---------- Texte de la page

L’idée de tourner un film dans les différents pays où il a vécu obsède Elia Suleiman depuis longtemps. Une décennie s’est aussi écoulée depuis Le Temps qu’il reste (2009), son précédent film, déjà en compétition à Cannes. « L’émotion qu’il recherche ne peut être que le fruit d’un processus de création long », explique sa monteuse, Véronique Lange, qui a travaillé avec lui sur trois de ses quatre longs métrages. Sans oublier que ses films ne sont pas exactement d’énormes succès commerciaux… Récolter l’argent nécessaire au financement de trois équipes dans trois pays différents a pris énormément de temps.

--------------------
---------- Lignes de données

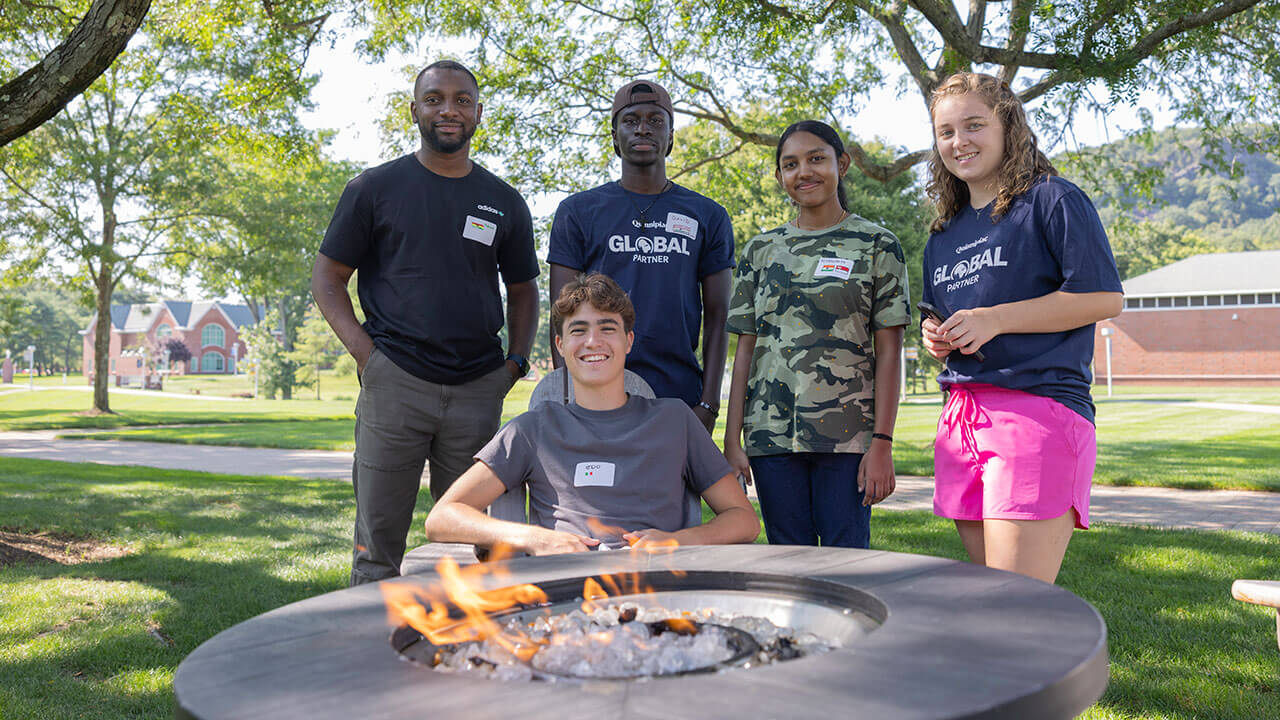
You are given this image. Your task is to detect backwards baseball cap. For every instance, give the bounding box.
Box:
[609,79,676,123]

--------------------

- **Consignes**
**a)** Indiquez si chacune des affirmations suivantes s'accorde avec le texte de la page, en répondant par oui ou par non et en citant les mots décisifs du texte : (i) Le Temps qu'il reste est sorti en 2009 ; (ii) Véronique Lange a monté tous les longs métrages d'Elia Suleiman ; (iii) réunir l'argent pour financer les équipes a été rapide.
**b)** Relevez dans l'ordre chaque nombre présent dans le texte de la page, qu'il soit écrit en chiffres ou en lettres.

- **Corrigé de l'exercice**
**a)**
(i) Oui : « Le Temps qu’il reste (2009) ».
(ii) Non : « qui a travaillé avec lui sur trois de ses quatre longs métrages ».
(iii) Non : « Récolter l’argent nécessaire au financement de trois équipes dans trois pays différents a pris énormément de temps. »

**b)** 2009 ; trois ; quatre ; trois ; trois